▸ **Trecho do documento**
Obra coletiva, Inquietações de um Brasilcontemporâneo indaga sobre peso do país em planeta em transformação
Por Sergio Fausto
Inquietações de um Brasil contemporâneo: Desafios das eras climática, digital-tecnológica e biológica, livro produzido pelo Instituto Arapyaú, pretende ampliar o horizonte do debate nacional, ainda preso às questões de curto prazo da gestão da economia e da política.
A intenção é clara no próprio título, que aponta para transformações que estão alterando o presente (e o futuro) da totalidade do planeta e exigem respostas cientificamente sólidas, socialmente justas e politicamente complexas. O desafio não é corriqueiro. Como escreve no prefácio a cientista política Mônica Sodré, citando letra de Renato Russo: “O futuro já não é mais como era antigamente”.

▸ **O que fazer**
Passe para o inglês a frase “O desafio não é corriqueiro.”, que aparece no trecho do documento acima.

▸ **Dados**
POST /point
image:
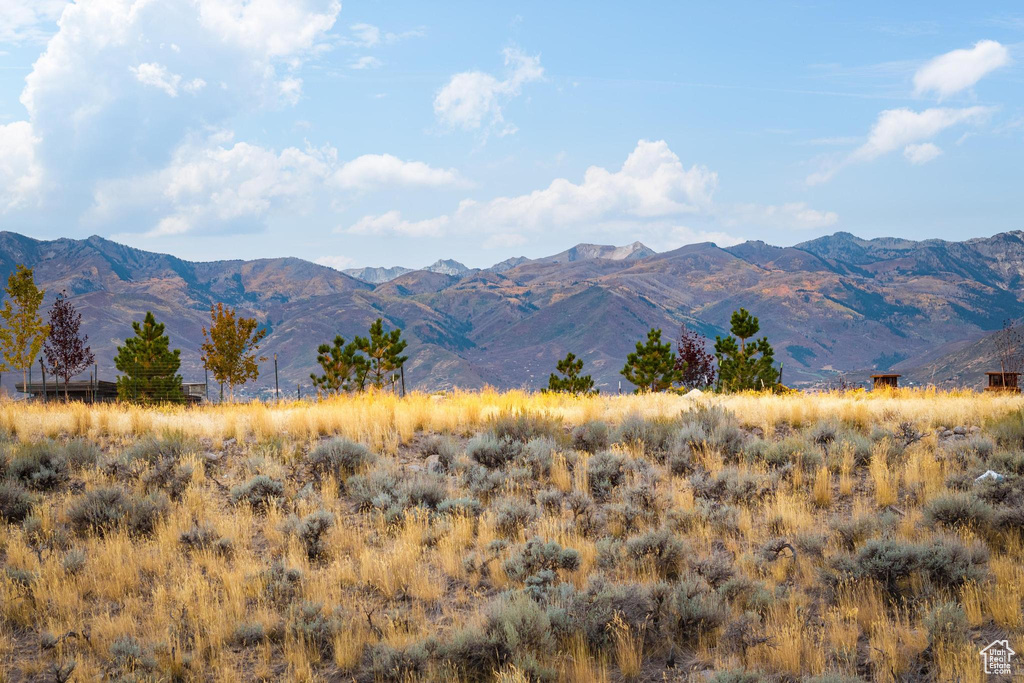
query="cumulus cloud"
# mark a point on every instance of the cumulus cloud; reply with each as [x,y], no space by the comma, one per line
[958,70]
[473,98]
[381,170]
[218,184]
[921,154]
[20,174]
[110,57]
[24,20]
[896,129]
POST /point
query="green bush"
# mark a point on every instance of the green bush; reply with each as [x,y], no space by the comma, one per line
[339,457]
[15,502]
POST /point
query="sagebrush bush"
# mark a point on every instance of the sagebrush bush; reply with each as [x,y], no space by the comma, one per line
[41,466]
[338,457]
[15,502]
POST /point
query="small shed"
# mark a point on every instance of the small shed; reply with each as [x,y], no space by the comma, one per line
[886,381]
[1004,382]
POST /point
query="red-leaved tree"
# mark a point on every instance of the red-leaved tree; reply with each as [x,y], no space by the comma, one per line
[697,365]
[65,349]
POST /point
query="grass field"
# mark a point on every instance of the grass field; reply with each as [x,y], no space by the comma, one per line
[513,537]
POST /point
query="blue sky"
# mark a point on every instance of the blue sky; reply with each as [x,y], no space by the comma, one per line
[383,133]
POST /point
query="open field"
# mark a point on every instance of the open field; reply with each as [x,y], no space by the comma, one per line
[513,537]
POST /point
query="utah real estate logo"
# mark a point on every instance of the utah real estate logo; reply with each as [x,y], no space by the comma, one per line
[996,657]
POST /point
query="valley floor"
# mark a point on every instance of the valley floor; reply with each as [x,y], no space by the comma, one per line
[510,537]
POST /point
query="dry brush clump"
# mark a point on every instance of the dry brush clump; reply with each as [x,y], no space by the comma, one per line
[508,537]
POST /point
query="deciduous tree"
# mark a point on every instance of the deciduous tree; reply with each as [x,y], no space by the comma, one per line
[344,369]
[66,351]
[148,365]
[693,360]
[231,345]
[23,332]
[383,350]
[744,365]
[571,381]
[652,367]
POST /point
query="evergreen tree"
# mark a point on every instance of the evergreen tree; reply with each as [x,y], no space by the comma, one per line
[652,367]
[383,351]
[571,382]
[696,365]
[344,369]
[65,349]
[23,333]
[148,365]
[744,365]
[229,351]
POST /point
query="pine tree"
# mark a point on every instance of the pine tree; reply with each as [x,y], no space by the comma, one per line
[383,351]
[739,366]
[23,334]
[652,367]
[571,382]
[148,365]
[229,351]
[65,349]
[696,365]
[344,369]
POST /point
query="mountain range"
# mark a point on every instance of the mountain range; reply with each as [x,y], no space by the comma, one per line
[838,305]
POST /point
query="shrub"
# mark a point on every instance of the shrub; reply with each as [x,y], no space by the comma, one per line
[537,555]
[949,563]
[605,471]
[15,502]
[41,466]
[513,516]
[493,452]
[954,510]
[591,436]
[660,549]
[82,453]
[339,457]
[260,492]
[311,529]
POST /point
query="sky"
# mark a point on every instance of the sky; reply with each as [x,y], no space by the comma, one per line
[397,133]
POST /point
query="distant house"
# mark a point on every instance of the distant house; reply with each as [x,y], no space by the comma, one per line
[1004,382]
[886,381]
[96,391]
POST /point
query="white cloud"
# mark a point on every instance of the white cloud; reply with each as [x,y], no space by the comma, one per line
[921,154]
[371,171]
[23,20]
[336,262]
[895,129]
[392,223]
[156,75]
[790,216]
[20,175]
[367,61]
[473,98]
[217,184]
[81,87]
[958,70]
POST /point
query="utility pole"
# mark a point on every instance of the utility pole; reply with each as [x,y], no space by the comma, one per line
[276,387]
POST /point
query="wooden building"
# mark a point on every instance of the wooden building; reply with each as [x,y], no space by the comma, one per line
[886,381]
[1004,382]
[96,391]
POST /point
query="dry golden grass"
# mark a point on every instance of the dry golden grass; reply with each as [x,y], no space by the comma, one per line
[715,554]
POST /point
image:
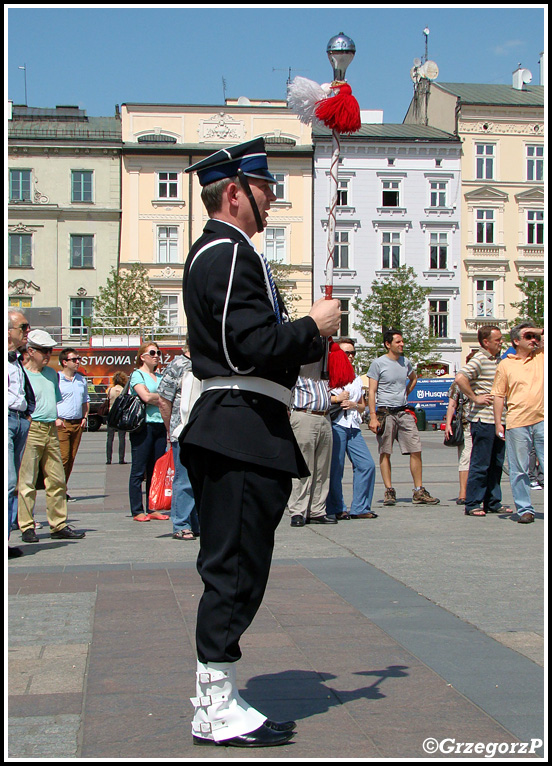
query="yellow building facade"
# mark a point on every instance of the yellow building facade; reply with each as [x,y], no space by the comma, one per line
[502,221]
[162,210]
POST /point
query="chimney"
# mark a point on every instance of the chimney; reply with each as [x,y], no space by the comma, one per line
[520,77]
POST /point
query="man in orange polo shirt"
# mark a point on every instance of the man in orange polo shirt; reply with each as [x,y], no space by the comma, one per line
[520,380]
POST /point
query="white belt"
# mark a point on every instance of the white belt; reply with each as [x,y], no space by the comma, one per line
[248,383]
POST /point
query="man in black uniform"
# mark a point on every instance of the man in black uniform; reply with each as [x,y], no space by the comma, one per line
[238,445]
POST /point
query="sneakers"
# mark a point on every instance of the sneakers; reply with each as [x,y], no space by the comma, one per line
[29,536]
[422,497]
[390,497]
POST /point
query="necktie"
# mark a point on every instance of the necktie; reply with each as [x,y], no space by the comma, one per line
[272,289]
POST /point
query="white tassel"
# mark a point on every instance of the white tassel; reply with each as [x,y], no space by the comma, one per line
[303,96]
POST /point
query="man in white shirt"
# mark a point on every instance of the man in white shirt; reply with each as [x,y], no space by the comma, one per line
[72,410]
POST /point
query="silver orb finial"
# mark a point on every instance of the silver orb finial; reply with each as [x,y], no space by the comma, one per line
[341,50]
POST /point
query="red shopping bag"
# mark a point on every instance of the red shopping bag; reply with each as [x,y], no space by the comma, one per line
[161,483]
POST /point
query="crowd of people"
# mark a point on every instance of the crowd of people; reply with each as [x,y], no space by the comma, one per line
[245,451]
[47,416]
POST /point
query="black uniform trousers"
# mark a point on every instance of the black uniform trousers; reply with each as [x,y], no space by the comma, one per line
[240,506]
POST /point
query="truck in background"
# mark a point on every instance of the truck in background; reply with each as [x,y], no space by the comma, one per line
[100,364]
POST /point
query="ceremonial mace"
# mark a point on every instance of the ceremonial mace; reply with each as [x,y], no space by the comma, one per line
[340,112]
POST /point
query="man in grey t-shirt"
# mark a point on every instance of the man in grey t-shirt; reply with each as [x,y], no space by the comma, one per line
[392,378]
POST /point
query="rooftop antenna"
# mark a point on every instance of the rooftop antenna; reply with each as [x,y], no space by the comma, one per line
[24,68]
[289,70]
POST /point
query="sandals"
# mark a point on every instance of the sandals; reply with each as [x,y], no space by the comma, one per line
[184,534]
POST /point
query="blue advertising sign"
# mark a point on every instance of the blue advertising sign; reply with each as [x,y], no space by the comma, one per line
[431,394]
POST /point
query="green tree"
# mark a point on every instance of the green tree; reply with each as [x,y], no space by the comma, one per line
[532,304]
[396,302]
[127,301]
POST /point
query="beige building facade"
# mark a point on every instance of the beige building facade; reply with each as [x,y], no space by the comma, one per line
[162,210]
[502,194]
[64,209]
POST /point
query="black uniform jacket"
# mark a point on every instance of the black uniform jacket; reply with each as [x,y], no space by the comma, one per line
[246,426]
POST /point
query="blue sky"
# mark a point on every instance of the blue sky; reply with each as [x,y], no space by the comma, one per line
[96,57]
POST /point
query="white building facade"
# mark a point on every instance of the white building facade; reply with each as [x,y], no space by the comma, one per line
[398,204]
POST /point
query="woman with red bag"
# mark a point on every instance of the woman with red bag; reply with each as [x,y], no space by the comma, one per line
[149,443]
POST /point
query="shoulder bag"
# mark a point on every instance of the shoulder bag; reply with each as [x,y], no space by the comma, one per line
[128,412]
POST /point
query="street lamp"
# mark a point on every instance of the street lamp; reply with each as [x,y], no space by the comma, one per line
[341,51]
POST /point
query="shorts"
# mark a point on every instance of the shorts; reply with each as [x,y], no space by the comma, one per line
[402,427]
[464,450]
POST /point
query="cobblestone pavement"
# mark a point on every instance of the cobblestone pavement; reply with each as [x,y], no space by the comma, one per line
[420,626]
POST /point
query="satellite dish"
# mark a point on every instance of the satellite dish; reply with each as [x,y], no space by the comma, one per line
[430,70]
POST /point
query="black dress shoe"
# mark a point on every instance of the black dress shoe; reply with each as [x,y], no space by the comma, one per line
[297,521]
[261,737]
[67,534]
[281,725]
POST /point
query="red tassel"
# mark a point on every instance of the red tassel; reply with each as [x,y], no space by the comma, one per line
[340,112]
[340,369]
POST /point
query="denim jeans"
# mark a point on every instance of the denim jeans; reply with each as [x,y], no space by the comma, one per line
[350,442]
[148,445]
[485,472]
[183,510]
[520,442]
[18,428]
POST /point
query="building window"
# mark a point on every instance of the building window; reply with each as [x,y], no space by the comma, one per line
[169,311]
[438,194]
[279,188]
[275,245]
[167,244]
[20,185]
[390,195]
[81,314]
[21,251]
[438,318]
[535,163]
[391,250]
[485,227]
[485,298]
[82,251]
[341,252]
[345,317]
[342,192]
[81,185]
[484,161]
[535,227]
[167,185]
[438,251]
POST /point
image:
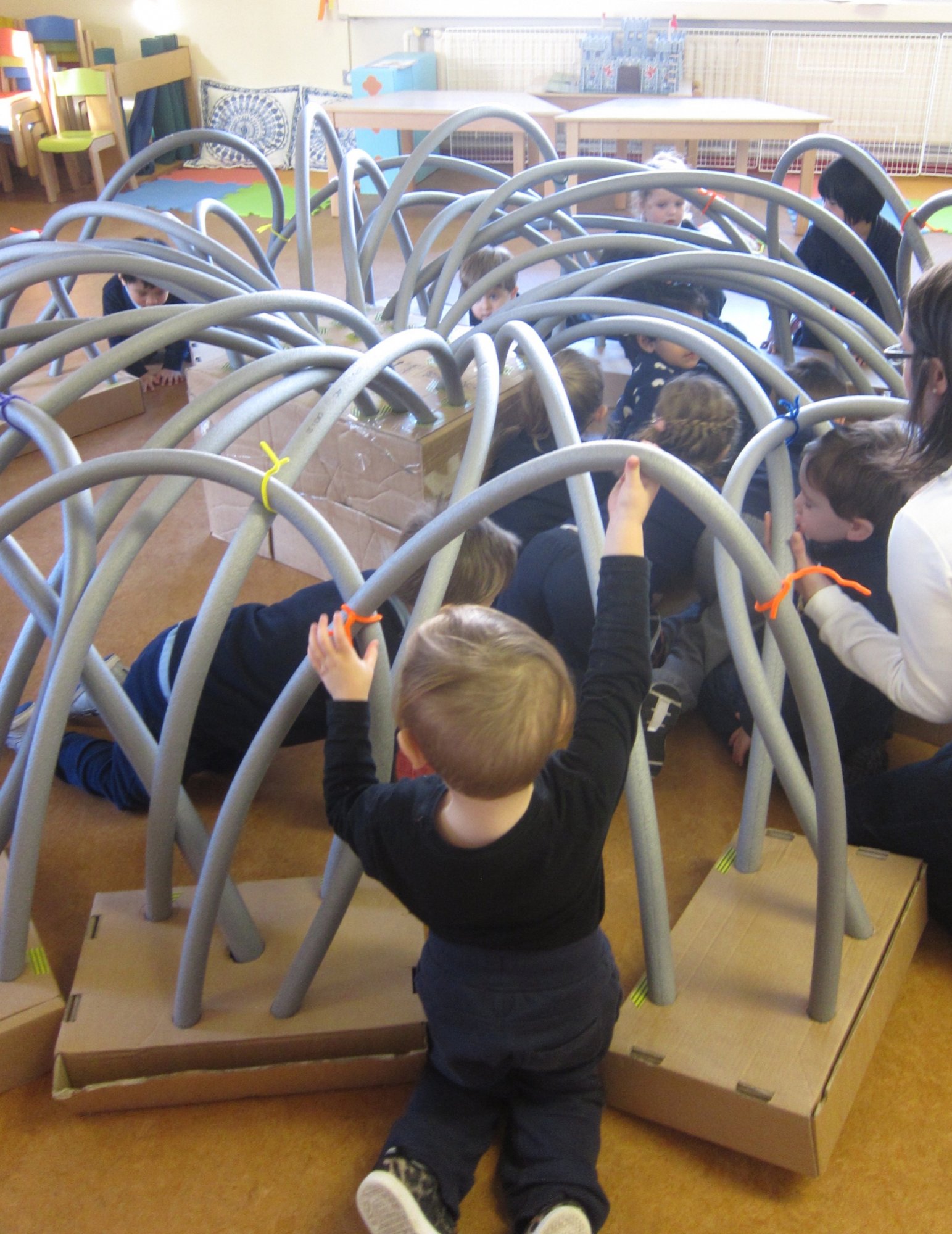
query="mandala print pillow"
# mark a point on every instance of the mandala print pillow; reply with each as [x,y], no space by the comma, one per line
[313,99]
[264,118]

▸ **Resolução**
The challenge is not a commonplace one.